Records provided

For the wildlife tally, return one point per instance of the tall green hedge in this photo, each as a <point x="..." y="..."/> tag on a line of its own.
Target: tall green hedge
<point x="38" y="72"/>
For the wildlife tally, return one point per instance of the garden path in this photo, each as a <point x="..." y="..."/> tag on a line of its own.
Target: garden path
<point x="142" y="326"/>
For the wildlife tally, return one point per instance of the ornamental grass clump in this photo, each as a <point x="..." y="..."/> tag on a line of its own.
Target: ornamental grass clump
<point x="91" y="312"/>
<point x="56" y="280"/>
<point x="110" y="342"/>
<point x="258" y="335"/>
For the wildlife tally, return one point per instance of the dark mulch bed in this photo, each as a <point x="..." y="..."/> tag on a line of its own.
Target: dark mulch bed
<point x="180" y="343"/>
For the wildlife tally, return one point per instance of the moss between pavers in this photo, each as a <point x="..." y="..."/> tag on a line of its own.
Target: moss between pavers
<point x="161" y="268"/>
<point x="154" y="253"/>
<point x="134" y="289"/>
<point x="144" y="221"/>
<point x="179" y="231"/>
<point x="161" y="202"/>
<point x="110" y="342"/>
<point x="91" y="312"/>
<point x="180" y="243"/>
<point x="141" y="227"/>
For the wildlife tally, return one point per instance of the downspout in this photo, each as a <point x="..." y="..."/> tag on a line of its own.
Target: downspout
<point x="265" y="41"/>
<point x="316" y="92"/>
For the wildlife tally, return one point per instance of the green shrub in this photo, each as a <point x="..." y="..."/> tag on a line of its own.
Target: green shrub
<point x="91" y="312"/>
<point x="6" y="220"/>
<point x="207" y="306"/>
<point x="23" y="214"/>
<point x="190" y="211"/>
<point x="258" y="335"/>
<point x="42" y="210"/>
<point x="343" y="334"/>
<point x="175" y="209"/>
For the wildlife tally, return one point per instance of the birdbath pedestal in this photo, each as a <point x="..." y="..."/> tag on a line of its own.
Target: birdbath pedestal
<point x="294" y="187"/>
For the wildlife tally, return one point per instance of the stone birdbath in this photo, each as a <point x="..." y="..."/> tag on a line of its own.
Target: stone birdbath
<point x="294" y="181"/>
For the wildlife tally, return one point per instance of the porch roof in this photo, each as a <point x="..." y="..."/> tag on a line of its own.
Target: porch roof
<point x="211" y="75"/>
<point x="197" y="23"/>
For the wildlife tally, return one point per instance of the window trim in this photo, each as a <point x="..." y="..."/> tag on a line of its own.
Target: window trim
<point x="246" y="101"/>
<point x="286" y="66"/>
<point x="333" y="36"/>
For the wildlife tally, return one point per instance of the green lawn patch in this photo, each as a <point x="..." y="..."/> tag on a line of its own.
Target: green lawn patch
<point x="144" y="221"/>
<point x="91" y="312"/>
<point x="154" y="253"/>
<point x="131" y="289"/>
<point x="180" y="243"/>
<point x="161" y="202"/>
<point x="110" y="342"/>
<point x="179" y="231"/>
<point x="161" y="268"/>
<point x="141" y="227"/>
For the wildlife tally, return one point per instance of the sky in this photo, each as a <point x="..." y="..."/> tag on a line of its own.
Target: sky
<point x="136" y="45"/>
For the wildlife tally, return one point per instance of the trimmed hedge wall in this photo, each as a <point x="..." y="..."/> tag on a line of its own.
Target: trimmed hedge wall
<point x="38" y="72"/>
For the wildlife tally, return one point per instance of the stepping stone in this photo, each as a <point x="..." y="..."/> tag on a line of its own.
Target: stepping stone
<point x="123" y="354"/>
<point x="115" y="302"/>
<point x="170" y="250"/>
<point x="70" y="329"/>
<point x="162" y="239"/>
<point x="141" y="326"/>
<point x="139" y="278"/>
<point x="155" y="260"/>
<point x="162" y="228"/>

The problem
Every line of the records should be reproduced exactly.

Result for this task
For the wildlife tally, return one point per instance of the tall green hedge in this photo, each as a <point x="..." y="..."/> tag on a line of its own.
Target: tall green hedge
<point x="38" y="72"/>
For the wildlife tally, return one point per instance of the garden path in this photo, each as a <point x="..." y="..."/> tag on a line of its own.
Target: garden path
<point x="142" y="326"/>
For the wildlife tally, return one point per instance of the ornamental grass clump in this photo, each as a <point x="..." y="..."/> tag on a line of its own.
Target: ornamental grass clump
<point x="91" y="312"/>
<point x="56" y="280"/>
<point x="110" y="342"/>
<point x="258" y="335"/>
For the wildlife tally, return one point per instance of the dark mulch bed in this photo, each as a <point x="..." y="..."/> tag on a line of its own.
Target: dark mulch bed
<point x="180" y="343"/>
For the wildlife tally, return one point per instance of the moss between pavers in this photo, each as a <point x="..." y="..."/> tag on a line of its own.
Target: moss between pavers
<point x="161" y="268"/>
<point x="154" y="253"/>
<point x="134" y="289"/>
<point x="144" y="221"/>
<point x="179" y="231"/>
<point x="161" y="202"/>
<point x="110" y="342"/>
<point x="91" y="312"/>
<point x="180" y="243"/>
<point x="141" y="227"/>
For the wildlife tally, return one point per instance of the downspout in this photo, each as a <point x="..." y="..."/> tag on a line of its own.
Target: downspout
<point x="265" y="41"/>
<point x="316" y="92"/>
For the wildlife tally, return one point per instance of the green shrub in this photo, each as a <point x="..." y="..."/> tag on a line of its own.
Target: green shrub
<point x="91" y="312"/>
<point x="6" y="220"/>
<point x="207" y="306"/>
<point x="23" y="214"/>
<point x="190" y="211"/>
<point x="258" y="335"/>
<point x="42" y="210"/>
<point x="343" y="334"/>
<point x="175" y="209"/>
For the wildlife tally, return one point per instance of the birdbath pedestal in this photo, each as a <point x="..." y="..."/> tag on a line of its own.
Target: birdbath pedestal
<point x="294" y="187"/>
For the wildlife tally, return one point per instance of the stone birdbath in this photo, each as a <point x="..." y="..."/> tag on a line of its own.
Target: stone birdbath
<point x="294" y="181"/>
For the wildlife tally, return one point per instance of the porch roof in this photo, each as a <point x="..." y="..."/> tag on a line of its own.
Target: porch roof
<point x="211" y="75"/>
<point x="197" y="23"/>
For the wildlife tally, return one point per instance of the window trim in this photo, each as a <point x="..." y="..."/> tag on a line of its own.
Target: window trim
<point x="246" y="101"/>
<point x="286" y="66"/>
<point x="333" y="36"/>
For the wildlife tally, return one point per instance of the green lawn patch in this photo, each as a <point x="..." y="..."/> tag on a line of its own.
Target: green lawn patch
<point x="144" y="221"/>
<point x="91" y="312"/>
<point x="154" y="253"/>
<point x="131" y="289"/>
<point x="180" y="243"/>
<point x="161" y="202"/>
<point x="110" y="342"/>
<point x="179" y="231"/>
<point x="161" y="268"/>
<point x="141" y="227"/>
For the wildlife tally, return one point per instance of the sky in this photo, each as a <point x="..." y="..."/> tag on a line of its own.
Target: sky
<point x="136" y="45"/>
For the wildlife tally, return one point per instance of the trimmed hedge wall in this photo, each as a <point x="..." y="..."/> tag on a line of its own.
Target: trimmed hedge wall
<point x="38" y="72"/>
For the wildlife tally, return one point per instance of the stepping stone in this photo, each as a <point x="..." y="..."/> tag on a line of its own.
Target: stepping stone
<point x="123" y="354"/>
<point x="115" y="302"/>
<point x="170" y="250"/>
<point x="70" y="329"/>
<point x="162" y="239"/>
<point x="141" y="326"/>
<point x="139" y="278"/>
<point x="155" y="260"/>
<point x="162" y="228"/>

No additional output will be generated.